--- Start of Reading passage ---

To me your example appears somewhat confusing, int(bool(int())) is the
fishiest part IMO. I assume bool(int()) is just (v^v1 != 0) in
disguise and this is essentially
(v^v1 != 0) & (v^v2 != 0) & (v^v3 != 0)
Am i right?
Go can't & bools, so
func bool2int(b bool) int { // This is what Go compiler can optimize well
if b {
return 1
}
return 0
}
And this leaves us with
bool2int(v^v1 != 0) & bool2int(v^v2 != 0) & bool2int(v^v3 != 0)
Is that correct?
https://godbolt.org/z/jq368G
I don't see branching in relevant parts. v == v1 || v == v2 will of
course branch because || is a condition.
Does that answer your question or maybe I am missing something?
пт, 20 нояб. 2020 г. в 11:27, christoph...@gmail.com
<christophe.mees...@gmail.com>:
>
> Go has a strict type separation between int and bool. For a normal usage this
> is OK. I guess it also ease assembly portability because there is not always
> a machine instruction to do so.
>
> For bit hacking, this is an unfortunate limitation. A handy feature of bool
> <-> int conversion is that true is converted to 1 and any integer different
> of zero to true. As a consequence, when we write int(bool(x)) we get 0 when x
> is 0, and 1 when x is not 0. I checked the math/bits package and there is not
> an equivalent function.

--- End of Reading passage ---

◆ **Given problem 1**
How many lines in the rows contain the word "postage"? Reply with the number alone.

--- Start of Exercise materials ---

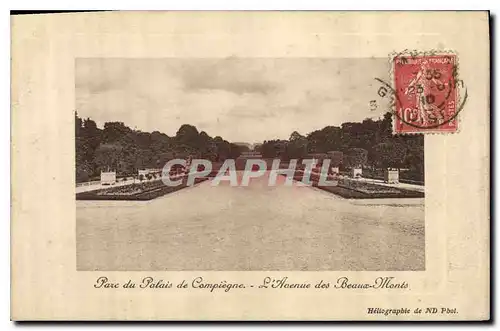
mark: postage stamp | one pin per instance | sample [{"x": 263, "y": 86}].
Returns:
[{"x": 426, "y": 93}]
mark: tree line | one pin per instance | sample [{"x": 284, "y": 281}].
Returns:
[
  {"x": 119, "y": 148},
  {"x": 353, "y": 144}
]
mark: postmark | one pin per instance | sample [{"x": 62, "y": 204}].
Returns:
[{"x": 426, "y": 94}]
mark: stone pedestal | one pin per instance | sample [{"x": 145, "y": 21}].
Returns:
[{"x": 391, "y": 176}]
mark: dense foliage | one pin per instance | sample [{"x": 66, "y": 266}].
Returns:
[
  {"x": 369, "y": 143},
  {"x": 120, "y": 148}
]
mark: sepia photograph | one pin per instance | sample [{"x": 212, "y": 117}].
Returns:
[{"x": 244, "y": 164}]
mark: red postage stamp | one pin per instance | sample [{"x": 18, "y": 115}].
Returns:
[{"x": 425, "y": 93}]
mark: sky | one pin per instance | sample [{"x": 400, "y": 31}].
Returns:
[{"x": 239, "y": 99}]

--- End of Exercise materials ---
--- Start of Exercise materials ---

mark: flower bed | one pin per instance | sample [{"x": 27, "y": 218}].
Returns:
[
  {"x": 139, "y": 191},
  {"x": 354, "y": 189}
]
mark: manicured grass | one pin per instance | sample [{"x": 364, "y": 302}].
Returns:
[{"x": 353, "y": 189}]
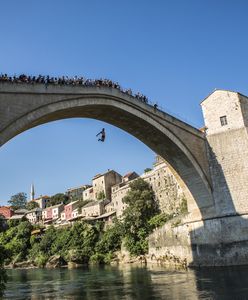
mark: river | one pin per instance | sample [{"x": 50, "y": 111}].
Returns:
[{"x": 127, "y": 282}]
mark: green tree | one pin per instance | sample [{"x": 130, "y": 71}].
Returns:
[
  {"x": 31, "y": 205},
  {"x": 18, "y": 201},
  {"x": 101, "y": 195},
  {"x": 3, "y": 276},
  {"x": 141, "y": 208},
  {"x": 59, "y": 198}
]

--- End of Exercise materials ---

◆ **Given problem 2**
Duplicate the part of the thread on converting between bool and int in Go, starting with "Am i right?" and going on through "Is that correct?".

◆ **Exercise answer 1**
2

◆ **Exercise answer 2**
Am i right?
Go can't & bools, so
func bool2int(b bool) int { // This is what Go compiler can optimize well
if b {
return 1
}
return 0
}
And this leaves us with
bool2int(v^v1 != 0) & bool2int(v^v2 != 0) & bool2int(v^v3 != 0)
Is that correct?